---- Page

Network telemetry is the collection and analysis of network data. Understanding what's happening on your network is essential for troubleshooting, optimization, and security.
Types of Network Data
1. Flow Data "What traffic is flowing where?"
Source IP: 10.0.1.50
Dest IP: 10.1.0.20
Source Port: 54321
Dest Port: 443
Protocol: TCP
Bytes: 50,000
Packets: 250
Start Time: 14:32:15
Duration: 30 seconds
2. Packet Data "What's in each packet?"
Ethernet Frame:
├─ Source MAC: aa:bb:cc:dd:ee:01
├─ Dest MAC: aa:bb:cc:dd:ee:02
├─ Protocol: IPv4
├─ IP Header...
├─ TCP Header...
└─ Payload: ...
3. Counters "How many total packets/bytes?"
Interface stats:
├─ Total packets in: 1,000,000
├─ Total packets out: 950,000
├─ Dropped packets: 50,000
├─ Errors: 100
├─ Collisions: 0
└─ Timestamp: 14:32:15
4. Logs "What happened?"
14:32:15 - BGP session down: 203.0.113.1
14:32:20 - New route learned: 10.0.0.0/8 via 203.0.113.2
14:32:25 - DDoS detected: 1M packets/sec from 203.0.113.202
Flow-Based Telemetry
NetFlow (Cisco) Industry standard for flow data:
NetFlow v5 record:
├─ Source IP
├─ Destination IP
├─ Source Port
├─ Destination Port
├─ IP Protocol (TCP/UDP/ICMP)

--------

What is asked:
(A) In the page on network telemetry, which three purposes is understanding network activity said to be essential for?
(B) Proceed with the page on network telemetry, starting after its last line.

---- Items

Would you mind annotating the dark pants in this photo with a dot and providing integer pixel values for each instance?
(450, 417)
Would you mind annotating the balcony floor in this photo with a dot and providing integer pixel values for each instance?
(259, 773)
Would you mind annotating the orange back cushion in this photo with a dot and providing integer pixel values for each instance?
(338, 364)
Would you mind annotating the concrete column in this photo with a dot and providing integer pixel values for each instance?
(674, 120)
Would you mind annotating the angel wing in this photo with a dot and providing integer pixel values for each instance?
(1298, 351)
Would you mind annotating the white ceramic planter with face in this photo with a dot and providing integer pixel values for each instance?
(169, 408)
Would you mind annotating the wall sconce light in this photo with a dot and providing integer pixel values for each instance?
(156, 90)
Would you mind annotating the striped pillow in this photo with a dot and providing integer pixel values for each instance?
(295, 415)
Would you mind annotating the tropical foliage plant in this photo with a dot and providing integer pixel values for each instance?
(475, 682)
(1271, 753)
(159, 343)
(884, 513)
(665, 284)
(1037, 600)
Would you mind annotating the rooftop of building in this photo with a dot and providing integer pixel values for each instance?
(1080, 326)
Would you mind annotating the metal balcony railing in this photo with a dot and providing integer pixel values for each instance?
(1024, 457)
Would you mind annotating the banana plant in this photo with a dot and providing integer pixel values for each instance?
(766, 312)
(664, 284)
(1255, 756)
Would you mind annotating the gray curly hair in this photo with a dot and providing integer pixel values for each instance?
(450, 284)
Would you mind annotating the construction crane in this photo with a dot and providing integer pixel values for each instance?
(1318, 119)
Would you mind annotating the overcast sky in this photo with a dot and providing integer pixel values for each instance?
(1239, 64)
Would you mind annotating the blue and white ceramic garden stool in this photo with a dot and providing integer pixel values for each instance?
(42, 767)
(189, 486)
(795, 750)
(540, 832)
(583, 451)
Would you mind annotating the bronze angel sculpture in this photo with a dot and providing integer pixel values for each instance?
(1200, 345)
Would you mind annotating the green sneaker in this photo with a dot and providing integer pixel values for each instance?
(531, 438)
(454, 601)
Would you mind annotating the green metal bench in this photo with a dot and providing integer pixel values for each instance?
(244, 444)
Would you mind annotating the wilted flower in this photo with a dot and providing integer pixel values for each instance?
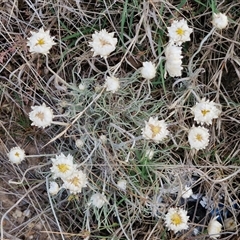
(75, 182)
(112, 84)
(122, 184)
(173, 63)
(186, 192)
(16, 155)
(98, 200)
(220, 20)
(155, 130)
(198, 137)
(214, 228)
(179, 32)
(40, 42)
(63, 166)
(176, 219)
(148, 71)
(103, 43)
(53, 188)
(41, 116)
(205, 111)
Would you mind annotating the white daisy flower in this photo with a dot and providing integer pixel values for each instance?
(62, 166)
(53, 188)
(173, 63)
(198, 137)
(176, 219)
(41, 116)
(148, 71)
(155, 130)
(112, 84)
(122, 184)
(205, 111)
(103, 43)
(16, 155)
(179, 32)
(98, 200)
(75, 182)
(186, 192)
(220, 20)
(214, 228)
(40, 42)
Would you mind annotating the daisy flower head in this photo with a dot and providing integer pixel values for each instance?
(179, 32)
(149, 70)
(205, 111)
(40, 42)
(98, 200)
(214, 228)
(75, 182)
(176, 219)
(186, 192)
(103, 43)
(220, 20)
(41, 116)
(62, 166)
(155, 130)
(112, 84)
(16, 155)
(198, 137)
(53, 188)
(173, 64)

--------

Exercise results:
(A) Troubleshooting, optimization, and security.

(B)
├─ Input interface
├─ Output interface
├─ Layer 2 data
├─ Packets
├─ Bytes
├─ Start/End timestamps
└─ TCP flags
Every 'flow' exported as one record
Collector gathers records for analysis
sFlow (sample-based) Statistical sampling:
Sample 1 in 10,000 packets
Extrapolate statistics:
- 10,000 bytes measured
- Actual traffic likely ~100MB
- Lower overhead than NetFlow
- Less accuracy
IPFIX (IP Flow Information Export) Modern standard (NetFlow v9+):
Extensible:
- Can add custom fields
- Flexible templates
- Internet standard (RFC 7011)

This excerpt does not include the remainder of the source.